#### [Extract]
────

Background / Context: Although education reform has remained at the forefront of the 
domestic policy agenda in the United States, there is little consensus on what the policy should 
look like, what its aims should be, and how it should be implemented (i.e. at the state or federal 
level). Early reform efforts focused on compensatory education programs such as Title I that 
provided schools with increased resources for instruction, especially for disadvantaged and 
minority youth. But student achievement scores remained disappointingly low, so recent reform 
initiatives have focused on holding schools directly “accountable” for student outcomes. The 
rationale here is that by aligning achievement standards with testing and accountability 
measures, schools would have strong incentives to improve student performance. Most 
accountability measures involve annual reporting of aggregate student achievement at both the 
school- and district-levels, and some form of remediation for schools and districts that miss 
targets in proficiency subjects. Corrective actions may include increased oversight by state 
departments of education, additional resources for teacher professional development and student 
tutoring services, and possible reconstitution or closure of schools that persistently fail to meet 
academic performance standards.

────

Point annotation data
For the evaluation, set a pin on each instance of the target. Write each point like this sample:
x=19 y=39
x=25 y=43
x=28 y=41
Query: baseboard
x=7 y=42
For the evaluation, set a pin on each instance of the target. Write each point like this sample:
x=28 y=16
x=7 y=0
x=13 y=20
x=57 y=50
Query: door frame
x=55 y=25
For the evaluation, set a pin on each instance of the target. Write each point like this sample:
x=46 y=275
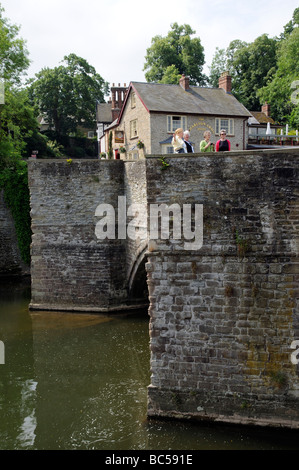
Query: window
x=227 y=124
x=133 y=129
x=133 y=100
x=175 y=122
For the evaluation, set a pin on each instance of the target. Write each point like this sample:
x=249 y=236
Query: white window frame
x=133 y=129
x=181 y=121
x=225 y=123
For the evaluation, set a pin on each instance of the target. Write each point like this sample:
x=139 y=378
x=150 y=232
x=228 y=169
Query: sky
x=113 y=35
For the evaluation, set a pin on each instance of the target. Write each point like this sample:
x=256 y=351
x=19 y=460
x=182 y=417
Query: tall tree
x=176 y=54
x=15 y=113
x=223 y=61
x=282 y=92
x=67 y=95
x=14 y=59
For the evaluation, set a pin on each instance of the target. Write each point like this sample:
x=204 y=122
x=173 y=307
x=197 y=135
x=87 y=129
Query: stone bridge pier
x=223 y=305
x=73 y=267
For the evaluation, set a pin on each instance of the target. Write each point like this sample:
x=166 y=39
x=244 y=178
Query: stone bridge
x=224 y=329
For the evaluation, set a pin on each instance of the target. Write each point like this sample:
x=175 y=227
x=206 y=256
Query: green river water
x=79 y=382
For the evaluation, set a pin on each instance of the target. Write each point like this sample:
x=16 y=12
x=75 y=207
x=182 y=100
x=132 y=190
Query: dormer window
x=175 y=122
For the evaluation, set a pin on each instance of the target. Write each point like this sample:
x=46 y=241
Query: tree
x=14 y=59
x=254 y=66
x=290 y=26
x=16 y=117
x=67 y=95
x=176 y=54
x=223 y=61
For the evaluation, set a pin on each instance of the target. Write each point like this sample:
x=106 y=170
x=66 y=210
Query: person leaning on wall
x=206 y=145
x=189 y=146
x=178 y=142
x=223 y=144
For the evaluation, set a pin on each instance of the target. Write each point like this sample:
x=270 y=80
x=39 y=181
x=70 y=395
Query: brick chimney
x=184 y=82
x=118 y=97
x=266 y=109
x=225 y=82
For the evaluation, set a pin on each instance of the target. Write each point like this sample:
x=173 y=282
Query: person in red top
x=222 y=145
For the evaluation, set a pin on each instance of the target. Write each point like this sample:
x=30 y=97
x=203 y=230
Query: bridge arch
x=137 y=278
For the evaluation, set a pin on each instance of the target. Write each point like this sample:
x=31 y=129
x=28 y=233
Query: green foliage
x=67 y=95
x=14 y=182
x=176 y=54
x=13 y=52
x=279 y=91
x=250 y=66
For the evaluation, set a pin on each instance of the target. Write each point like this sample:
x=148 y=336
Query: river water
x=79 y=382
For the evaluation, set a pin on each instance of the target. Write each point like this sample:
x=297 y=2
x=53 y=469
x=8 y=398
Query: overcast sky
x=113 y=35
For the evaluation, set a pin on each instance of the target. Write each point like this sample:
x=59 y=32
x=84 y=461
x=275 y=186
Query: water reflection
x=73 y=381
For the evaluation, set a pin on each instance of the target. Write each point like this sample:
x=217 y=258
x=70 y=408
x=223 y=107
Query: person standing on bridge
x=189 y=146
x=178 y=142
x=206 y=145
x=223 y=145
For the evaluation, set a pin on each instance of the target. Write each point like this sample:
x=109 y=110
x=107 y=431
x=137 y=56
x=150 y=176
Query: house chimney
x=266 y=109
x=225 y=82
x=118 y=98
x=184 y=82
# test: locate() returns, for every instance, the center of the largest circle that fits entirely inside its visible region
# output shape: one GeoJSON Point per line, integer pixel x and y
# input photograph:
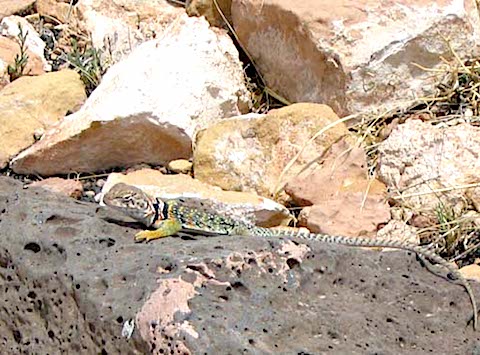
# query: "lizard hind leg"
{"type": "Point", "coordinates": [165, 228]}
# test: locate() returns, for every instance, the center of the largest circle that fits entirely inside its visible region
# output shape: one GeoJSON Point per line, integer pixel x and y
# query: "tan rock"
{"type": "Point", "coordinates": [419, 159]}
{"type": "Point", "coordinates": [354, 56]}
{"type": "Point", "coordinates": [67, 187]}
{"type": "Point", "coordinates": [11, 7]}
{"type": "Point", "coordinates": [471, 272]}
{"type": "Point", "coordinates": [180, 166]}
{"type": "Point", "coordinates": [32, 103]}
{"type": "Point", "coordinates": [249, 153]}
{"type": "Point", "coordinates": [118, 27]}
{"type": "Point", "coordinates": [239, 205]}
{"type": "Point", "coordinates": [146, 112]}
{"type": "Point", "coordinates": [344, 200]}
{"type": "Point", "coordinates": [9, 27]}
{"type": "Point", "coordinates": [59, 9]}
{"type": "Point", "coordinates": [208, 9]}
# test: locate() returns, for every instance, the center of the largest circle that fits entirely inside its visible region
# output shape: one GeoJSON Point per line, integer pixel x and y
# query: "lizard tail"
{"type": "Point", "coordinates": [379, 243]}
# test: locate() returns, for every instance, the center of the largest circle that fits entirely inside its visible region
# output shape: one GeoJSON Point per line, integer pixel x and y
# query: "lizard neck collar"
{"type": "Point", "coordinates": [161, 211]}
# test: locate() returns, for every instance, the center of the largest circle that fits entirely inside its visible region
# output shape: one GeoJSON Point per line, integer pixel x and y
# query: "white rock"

────

#### [Set exercise 1]
Answer these questions about the education reform text:
(a) Which program does it give as an example of compensatory education?
(b) At which two levels is aggregate student achievement reported annually under most accountability measures?
(c) What may happen to schools that persistently fail to meet academic performance standards?
#### [Set exercise 2]
Find every line in the rows that contains the word "lizard" and copy each one.

#### [Written solution 1]
(a) Title I
(b) The school and district levels
(c) Possible reconstitution or closure

#### [Written solution 2]
# query: "lizard hind leg"
# query: "lizard tail"
# query: "lizard neck collar"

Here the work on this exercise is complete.